Aim
Starting with the line that contains "Would you kindly indicate the pavement" and going on through the end of the listing, swap "column" for "pillar" wherever it occurs, and write out those lines again with everything else unchanged.

───── The records ─────

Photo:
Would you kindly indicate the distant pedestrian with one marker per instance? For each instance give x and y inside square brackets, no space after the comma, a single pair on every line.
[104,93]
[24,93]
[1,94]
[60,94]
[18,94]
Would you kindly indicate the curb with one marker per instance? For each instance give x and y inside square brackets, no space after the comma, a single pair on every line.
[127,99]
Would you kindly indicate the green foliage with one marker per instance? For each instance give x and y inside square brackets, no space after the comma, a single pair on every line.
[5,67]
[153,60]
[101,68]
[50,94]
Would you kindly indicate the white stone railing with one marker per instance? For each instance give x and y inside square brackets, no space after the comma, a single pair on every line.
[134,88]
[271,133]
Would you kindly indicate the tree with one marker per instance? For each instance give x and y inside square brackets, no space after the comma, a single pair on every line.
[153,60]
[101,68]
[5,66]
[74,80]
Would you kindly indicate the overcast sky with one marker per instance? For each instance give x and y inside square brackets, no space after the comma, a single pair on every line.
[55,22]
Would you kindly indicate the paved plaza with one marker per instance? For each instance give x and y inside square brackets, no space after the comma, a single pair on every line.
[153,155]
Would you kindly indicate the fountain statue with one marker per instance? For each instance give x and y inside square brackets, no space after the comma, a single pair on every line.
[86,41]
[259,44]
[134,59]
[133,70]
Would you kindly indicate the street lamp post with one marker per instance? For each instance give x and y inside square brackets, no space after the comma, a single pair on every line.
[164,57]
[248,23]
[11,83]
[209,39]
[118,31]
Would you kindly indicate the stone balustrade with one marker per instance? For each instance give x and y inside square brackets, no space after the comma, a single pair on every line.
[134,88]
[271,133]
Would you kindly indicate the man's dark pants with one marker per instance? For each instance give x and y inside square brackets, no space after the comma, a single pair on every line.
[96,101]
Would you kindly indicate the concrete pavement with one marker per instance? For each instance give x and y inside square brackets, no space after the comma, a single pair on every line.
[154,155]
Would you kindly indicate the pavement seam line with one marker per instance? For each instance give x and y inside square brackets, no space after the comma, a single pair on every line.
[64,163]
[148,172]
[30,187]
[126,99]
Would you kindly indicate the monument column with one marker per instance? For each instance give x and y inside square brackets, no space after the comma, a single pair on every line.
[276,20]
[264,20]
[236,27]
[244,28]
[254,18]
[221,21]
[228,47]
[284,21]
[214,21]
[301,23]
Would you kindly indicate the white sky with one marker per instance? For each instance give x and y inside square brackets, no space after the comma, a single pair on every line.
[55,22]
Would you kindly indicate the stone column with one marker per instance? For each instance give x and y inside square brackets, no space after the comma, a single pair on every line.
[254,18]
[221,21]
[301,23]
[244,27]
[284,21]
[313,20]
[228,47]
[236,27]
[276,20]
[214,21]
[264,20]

─────

Exercise response
Would you kindly indicate the pavement seam line with one marker per instance? For each instance give x and y inside square brackets, no space after the comma, a single pair on every line.
[64,163]
[148,172]
[30,187]
[126,99]
Would you kindly indicate the monument pillar with one marker per instance? For each instance give x and y inside square brackets, no space after the comma, a single pair on every line.
[276,20]
[264,20]
[236,27]
[244,28]
[254,18]
[221,21]
[228,47]
[284,21]
[214,21]
[301,23]
Would you kindly indicate the white sky with one marker per instance? For each instance give x and y inside square brackets, no space after the comma, a single pair on every line.
[55,22]
Would you kindly indicate the stone pillar with one marker per instance? For each instance give x and y inside square brackets, no space after the comma, a single pair on every line.
[254,18]
[221,21]
[301,23]
[244,27]
[284,21]
[313,20]
[228,47]
[236,27]
[276,20]
[214,21]
[264,20]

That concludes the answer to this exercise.